** SUPPLIED INFORMATION follows **

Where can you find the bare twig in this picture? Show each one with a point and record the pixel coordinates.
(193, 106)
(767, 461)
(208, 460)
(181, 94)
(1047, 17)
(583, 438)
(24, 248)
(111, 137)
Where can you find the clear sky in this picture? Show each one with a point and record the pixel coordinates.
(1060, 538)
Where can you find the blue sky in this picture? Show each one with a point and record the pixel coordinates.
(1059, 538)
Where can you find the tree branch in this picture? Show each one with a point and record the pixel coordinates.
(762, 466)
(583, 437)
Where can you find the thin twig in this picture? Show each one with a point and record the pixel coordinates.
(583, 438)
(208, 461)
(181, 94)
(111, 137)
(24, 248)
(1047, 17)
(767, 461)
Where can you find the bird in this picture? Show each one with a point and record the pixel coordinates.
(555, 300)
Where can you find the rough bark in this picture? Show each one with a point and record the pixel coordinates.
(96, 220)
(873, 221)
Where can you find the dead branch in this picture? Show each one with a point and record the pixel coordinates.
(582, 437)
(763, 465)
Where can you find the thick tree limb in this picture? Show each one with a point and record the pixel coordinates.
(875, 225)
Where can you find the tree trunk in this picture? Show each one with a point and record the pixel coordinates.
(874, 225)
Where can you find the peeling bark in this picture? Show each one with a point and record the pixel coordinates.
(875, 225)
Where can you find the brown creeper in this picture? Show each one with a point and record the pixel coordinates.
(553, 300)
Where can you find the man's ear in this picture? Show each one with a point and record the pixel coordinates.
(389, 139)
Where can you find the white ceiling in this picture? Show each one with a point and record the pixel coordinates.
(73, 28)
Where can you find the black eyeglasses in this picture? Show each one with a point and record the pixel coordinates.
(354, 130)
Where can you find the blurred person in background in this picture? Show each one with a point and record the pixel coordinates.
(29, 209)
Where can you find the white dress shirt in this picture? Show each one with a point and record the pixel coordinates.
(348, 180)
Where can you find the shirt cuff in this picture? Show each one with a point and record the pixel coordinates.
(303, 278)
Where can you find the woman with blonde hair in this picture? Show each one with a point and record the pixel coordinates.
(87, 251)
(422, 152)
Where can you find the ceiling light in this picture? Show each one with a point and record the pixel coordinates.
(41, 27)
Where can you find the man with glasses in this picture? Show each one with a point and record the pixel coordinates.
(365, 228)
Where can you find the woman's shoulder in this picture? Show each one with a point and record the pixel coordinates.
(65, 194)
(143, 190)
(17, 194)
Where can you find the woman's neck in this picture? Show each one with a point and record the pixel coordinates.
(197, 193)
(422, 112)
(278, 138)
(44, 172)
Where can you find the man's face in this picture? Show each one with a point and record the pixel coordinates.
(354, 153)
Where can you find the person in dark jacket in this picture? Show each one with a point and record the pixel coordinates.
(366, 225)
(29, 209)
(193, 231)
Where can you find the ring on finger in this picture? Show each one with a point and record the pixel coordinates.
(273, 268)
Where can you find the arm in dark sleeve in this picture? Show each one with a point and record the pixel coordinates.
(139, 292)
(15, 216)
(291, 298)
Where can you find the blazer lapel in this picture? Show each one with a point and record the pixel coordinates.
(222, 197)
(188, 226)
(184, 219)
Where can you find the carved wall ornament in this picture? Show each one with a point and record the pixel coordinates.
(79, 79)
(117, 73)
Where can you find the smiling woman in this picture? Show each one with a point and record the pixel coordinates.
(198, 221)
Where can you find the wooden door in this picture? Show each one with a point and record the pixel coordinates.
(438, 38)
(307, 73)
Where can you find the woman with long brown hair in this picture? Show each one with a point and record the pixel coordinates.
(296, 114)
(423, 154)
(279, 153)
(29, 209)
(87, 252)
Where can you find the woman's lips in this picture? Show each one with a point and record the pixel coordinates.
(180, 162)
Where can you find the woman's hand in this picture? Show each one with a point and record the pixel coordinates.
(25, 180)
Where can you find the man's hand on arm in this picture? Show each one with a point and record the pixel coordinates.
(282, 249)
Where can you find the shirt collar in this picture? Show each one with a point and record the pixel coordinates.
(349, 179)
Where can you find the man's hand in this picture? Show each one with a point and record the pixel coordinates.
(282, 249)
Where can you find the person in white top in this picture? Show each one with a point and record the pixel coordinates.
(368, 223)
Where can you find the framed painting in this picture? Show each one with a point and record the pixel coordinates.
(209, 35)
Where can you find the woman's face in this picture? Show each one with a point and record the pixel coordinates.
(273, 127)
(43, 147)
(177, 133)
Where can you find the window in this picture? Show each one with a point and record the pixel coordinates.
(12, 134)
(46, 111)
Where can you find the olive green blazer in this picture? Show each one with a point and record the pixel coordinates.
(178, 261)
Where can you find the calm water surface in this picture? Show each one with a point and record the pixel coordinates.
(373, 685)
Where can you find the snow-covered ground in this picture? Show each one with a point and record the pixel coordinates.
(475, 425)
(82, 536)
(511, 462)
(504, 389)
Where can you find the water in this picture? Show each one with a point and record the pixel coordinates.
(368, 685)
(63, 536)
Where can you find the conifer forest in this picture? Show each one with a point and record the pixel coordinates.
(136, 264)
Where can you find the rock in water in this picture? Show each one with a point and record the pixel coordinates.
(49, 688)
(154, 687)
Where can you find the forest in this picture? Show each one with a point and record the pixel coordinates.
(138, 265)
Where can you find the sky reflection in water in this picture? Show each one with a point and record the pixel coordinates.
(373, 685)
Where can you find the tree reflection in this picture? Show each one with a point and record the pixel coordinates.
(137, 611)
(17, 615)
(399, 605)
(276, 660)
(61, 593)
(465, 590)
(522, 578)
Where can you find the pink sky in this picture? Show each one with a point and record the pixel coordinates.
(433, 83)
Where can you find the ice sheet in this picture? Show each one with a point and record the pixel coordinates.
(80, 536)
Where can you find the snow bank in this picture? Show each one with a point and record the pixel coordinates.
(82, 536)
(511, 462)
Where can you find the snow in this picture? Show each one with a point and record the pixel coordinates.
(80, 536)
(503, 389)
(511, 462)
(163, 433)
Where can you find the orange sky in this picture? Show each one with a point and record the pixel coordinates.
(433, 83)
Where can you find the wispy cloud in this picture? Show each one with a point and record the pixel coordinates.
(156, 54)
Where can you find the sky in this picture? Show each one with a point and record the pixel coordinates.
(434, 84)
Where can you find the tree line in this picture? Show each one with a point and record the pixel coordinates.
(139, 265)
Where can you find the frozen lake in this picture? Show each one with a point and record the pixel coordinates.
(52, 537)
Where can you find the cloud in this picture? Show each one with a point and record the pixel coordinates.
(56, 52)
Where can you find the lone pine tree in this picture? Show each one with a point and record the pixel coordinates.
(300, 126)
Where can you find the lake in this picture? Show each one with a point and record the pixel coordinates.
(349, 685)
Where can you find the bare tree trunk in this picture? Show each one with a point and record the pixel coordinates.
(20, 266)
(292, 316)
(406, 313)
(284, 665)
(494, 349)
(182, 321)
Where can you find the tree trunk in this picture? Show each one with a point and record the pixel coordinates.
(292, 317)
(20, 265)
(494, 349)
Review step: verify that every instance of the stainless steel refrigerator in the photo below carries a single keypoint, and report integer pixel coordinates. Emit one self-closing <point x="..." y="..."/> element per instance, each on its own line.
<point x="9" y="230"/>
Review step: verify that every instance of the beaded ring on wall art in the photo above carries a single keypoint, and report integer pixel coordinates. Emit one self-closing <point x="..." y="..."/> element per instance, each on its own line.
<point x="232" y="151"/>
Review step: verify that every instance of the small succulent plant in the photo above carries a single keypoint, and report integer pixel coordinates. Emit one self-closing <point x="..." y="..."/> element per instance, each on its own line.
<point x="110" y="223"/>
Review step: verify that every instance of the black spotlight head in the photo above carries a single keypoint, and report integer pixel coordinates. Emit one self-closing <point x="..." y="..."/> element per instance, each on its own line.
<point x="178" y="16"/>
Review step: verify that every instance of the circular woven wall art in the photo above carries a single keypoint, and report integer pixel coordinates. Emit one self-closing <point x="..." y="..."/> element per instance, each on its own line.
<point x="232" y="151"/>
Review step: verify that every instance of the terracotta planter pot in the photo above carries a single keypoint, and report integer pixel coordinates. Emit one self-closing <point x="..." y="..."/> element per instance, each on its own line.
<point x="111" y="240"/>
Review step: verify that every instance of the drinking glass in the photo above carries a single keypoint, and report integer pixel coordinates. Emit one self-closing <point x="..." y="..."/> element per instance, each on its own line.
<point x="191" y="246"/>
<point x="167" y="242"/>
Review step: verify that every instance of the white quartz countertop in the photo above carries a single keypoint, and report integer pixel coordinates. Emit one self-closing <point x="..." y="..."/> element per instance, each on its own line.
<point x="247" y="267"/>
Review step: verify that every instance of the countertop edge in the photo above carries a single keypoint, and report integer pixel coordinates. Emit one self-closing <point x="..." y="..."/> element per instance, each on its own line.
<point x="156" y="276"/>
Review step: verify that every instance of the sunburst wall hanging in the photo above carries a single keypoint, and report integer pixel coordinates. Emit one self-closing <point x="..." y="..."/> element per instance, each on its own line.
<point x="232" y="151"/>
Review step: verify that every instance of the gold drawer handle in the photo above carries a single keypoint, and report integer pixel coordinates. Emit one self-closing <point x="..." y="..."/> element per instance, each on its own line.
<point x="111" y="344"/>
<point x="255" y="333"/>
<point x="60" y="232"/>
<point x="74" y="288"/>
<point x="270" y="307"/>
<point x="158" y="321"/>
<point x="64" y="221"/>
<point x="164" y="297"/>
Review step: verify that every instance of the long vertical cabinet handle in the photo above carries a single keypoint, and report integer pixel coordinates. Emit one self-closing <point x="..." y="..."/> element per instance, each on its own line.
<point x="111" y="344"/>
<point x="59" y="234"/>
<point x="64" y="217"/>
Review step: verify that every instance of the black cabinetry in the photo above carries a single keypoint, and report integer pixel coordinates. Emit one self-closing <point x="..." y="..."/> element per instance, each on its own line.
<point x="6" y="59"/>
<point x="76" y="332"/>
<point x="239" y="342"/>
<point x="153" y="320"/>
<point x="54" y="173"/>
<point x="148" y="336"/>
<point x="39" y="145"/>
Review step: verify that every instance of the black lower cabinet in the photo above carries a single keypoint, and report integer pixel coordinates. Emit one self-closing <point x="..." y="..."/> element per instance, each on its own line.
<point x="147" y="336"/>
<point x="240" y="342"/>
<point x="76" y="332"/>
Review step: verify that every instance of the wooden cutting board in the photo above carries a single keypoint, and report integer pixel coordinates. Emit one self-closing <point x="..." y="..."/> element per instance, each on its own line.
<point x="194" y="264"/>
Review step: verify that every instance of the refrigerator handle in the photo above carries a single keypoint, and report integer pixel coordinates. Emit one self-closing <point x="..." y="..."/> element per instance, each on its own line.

** End of SUPPLIED INFORMATION **

**WORK TO COMPLETE**
From the line containing "Review step: verify that every instance of the wooden" down to the last line of the records above, print every line exactly, with both ends kept.

**ANSWER BELOW**
Review step: verify that every instance of the wooden cutting board in the photo above carries a single keypoint, and report integer pixel coordinates. Emit one self-closing <point x="..." y="..."/> element per instance, each on its own line.
<point x="194" y="264"/>
Review step: verify that every instance of the refrigerator handle in the photo above carries a single keypoint, and report integer pixel coordinates. Emit one self-closing <point x="..." y="..."/> element per instance, each on its own line.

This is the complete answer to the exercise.